▶ What you need to do: The output should be every line below, retyped exactly, with no images.

▶ Data supplied:

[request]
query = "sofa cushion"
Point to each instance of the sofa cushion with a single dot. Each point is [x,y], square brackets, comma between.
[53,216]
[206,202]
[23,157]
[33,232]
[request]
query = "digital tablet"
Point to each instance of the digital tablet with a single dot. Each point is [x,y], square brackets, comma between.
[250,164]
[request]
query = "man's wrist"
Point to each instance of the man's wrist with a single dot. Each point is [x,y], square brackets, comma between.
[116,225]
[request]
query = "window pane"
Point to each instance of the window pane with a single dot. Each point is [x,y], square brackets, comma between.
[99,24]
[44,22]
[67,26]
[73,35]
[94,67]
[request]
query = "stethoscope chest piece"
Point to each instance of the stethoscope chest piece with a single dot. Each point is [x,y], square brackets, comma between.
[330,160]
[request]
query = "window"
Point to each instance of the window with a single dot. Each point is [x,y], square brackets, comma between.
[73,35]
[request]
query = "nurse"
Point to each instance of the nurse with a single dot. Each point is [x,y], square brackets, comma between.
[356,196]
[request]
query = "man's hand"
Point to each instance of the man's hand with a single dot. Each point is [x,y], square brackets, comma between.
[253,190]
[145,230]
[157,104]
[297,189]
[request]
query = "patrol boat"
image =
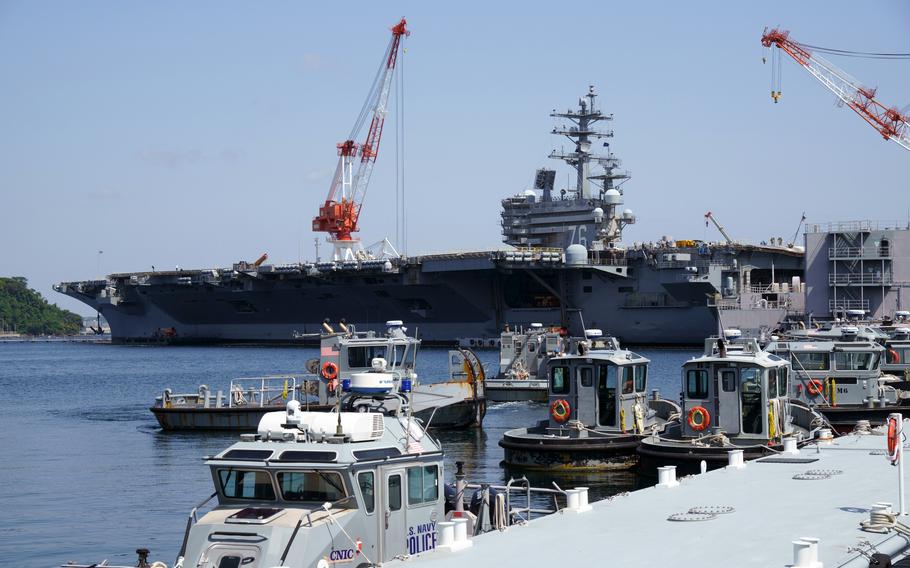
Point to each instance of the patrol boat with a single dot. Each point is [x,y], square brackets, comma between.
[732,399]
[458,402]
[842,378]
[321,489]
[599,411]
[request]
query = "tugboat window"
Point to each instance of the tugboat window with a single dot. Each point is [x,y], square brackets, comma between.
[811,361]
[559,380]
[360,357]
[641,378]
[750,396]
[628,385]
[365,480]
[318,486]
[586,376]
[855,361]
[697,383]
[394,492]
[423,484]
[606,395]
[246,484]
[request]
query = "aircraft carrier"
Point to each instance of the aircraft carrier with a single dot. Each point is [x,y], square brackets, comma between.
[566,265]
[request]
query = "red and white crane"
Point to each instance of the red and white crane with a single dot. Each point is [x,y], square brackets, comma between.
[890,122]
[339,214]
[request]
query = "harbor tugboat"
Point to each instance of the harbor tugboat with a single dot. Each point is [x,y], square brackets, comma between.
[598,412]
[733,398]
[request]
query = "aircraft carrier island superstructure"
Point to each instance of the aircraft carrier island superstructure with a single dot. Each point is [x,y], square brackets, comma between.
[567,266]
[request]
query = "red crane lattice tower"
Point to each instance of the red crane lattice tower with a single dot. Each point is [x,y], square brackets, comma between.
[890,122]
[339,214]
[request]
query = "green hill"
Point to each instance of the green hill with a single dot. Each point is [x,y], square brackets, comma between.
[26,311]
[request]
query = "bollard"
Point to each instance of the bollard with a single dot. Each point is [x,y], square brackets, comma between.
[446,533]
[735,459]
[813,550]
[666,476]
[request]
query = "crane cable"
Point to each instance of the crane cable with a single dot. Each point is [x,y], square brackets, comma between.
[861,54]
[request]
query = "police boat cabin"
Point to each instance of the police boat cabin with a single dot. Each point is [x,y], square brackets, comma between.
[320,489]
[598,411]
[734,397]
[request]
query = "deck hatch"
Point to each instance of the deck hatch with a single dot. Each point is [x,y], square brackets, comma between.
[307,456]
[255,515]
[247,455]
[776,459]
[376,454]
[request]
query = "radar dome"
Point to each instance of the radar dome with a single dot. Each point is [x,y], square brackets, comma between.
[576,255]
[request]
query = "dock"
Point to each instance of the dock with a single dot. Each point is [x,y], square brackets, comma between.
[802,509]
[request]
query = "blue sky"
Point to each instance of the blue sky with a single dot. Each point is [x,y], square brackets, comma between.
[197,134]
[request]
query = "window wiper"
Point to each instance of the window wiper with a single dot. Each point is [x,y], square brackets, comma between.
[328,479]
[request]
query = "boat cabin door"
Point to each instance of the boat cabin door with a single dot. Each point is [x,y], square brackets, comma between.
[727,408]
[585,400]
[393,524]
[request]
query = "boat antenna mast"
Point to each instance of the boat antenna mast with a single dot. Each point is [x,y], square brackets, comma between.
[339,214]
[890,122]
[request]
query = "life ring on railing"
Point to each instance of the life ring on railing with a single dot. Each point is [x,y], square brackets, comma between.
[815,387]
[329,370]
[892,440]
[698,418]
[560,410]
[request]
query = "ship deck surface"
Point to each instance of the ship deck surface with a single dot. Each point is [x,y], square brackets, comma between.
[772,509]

▶ Result of this exercise:
[request]
query = "sofa cushion"
Point to each instance of the sofa cushion with a single dot. Each point is [x,y], square brackets, comma between.
[53,216]
[206,202]
[23,157]
[33,232]
[request]
query = "digital tablet"
Point to each instance of the digital tablet with a single dot. Each point is [x,y], square brackets, comma between.
[250,164]
[request]
query = "man's wrist"
Point to each instance of the man's wrist with a single dot. Each point is [x,y], square brackets, comma between.
[116,225]
[request]
query = "window pane"
Point to each instance of the window pane with a single dot. Each point is [x,y], square brackets, comma between.
[99,24]
[44,22]
[67,26]
[73,35]
[94,67]
[request]
query = "stethoscope chest piece"
Point to each instance of the stethoscope chest piece with a single dot. Each point is [x,y], square brackets, comma between.
[330,160]
[request]
query = "window"
Point to each instance of the window with a single dot. Each point is [x,y], square brackets, comma between.
[73,35]
[request]
query = "nurse"
Point to each instance of the nurse with a single dot. Each point is [x,y], square brackets, comma between.
[356,196]
[request]
query = "man's hand"
Point to each instance of the man's hand with a single dot. Each point is [x,y], square brackets, comma between.
[253,190]
[145,230]
[157,104]
[297,189]
[request]
query = "patrol boat"
image =
Point to each instance of the patrol boat with a single dot. Each point is [x,y], square brackets, comma between.
[732,399]
[458,402]
[842,378]
[321,489]
[599,411]
[request]
query = "tugboat window"
Point to each instance of the tugboat window with a single dot. Each point is [x,y], square brackets, comma between.
[811,361]
[559,380]
[360,357]
[641,378]
[750,396]
[628,385]
[365,480]
[318,486]
[586,376]
[855,361]
[697,383]
[394,492]
[423,484]
[606,395]
[246,484]
[request]
query = "aircraft carrier"
Point to each instance of the aircraft carrier with a single dot. Each point is [x,y], square brackets, comma between.
[566,265]
[request]
query = "red and white crane"
Point to each instance of the red and white crane with a single dot. Each point is [x,y], square brackets, comma between.
[890,122]
[339,214]
[request]
query = "harbor tugboat"
Point to each instance of the harbor tugboat with a single dot. Each point is [x,y], square brackets, comma between.
[598,412]
[733,398]
[request]
query = "aircraft carrier island superstructure"
Point to each instance of the aircraft carrier island superstructure with a single dot. Each point is [x,y], square brackets, comma between.
[567,266]
[request]
query = "red crane lattice tower"
Point to each instance of the red crane lattice tower with a single dot. Each point is [x,y], square brackets, comma between.
[890,122]
[339,214]
[request]
query = "green hill"
Point to each instance of the green hill with a single dot. Each point is [x,y], square brackets, comma between.
[26,311]
[request]
query = "bollard"
Point to each instance of the bollard with a single dot. Each point is [x,y], square brackets, comma between.
[446,533]
[735,459]
[813,550]
[666,476]
[request]
query = "crane cable"
Point to each instance of the crane cable with a single dot. Each point is [x,y], square brackets, comma between.
[861,54]
[request]
query = "police boat cabin"
Point to each instance of the police boat cabin with a single dot. Each point is [x,y], square brackets, comma between.
[320,489]
[598,411]
[734,397]
[request]
query = "deck hatch"
Point to each instance of the deck hatch with a single dot. Each point is [x,y], square brackets, comma between.
[307,456]
[255,515]
[247,455]
[776,459]
[376,454]
[request]
query = "radar dome"
Point to each instance of the radar dome with a single dot. Each point is [x,y], square brackets, comma between.
[576,255]
[request]
query = "dock"
Point to each instance of the dock with a single dot. Each point is [x,y], square brackets, comma between.
[802,509]
[request]
query = "blue sky"
Point to each instance of the blue sky with a single dot. Each point is [x,y], square brackets, comma between.
[197,134]
[request]
query = "window wiper"
Point to each instance of the window wiper with a single dot. Each point is [x,y], square brackets, comma between.
[328,479]
[request]
query = "boat cabin door"
Point to each instance of the boat cabin door with a single dot. Each point is [x,y], square brackets, comma between.
[727,408]
[585,400]
[393,524]
[request]
query = "boat antenna mast"
Point to each instance of the boat antenna mast with a single dot. Each point is [x,y], square brackets, comma between.
[339,214]
[890,122]
[request]
query = "life ring on railing"
Point to each instance of the life ring on railing with a single dot. Each point is [x,y], square brackets, comma between.
[815,387]
[329,370]
[892,440]
[698,418]
[560,410]
[request]
query = "ship deck surface"
Point to each instance of the ship deck surface with a single dot. Each point is [x,y], square brackets, comma between.
[772,509]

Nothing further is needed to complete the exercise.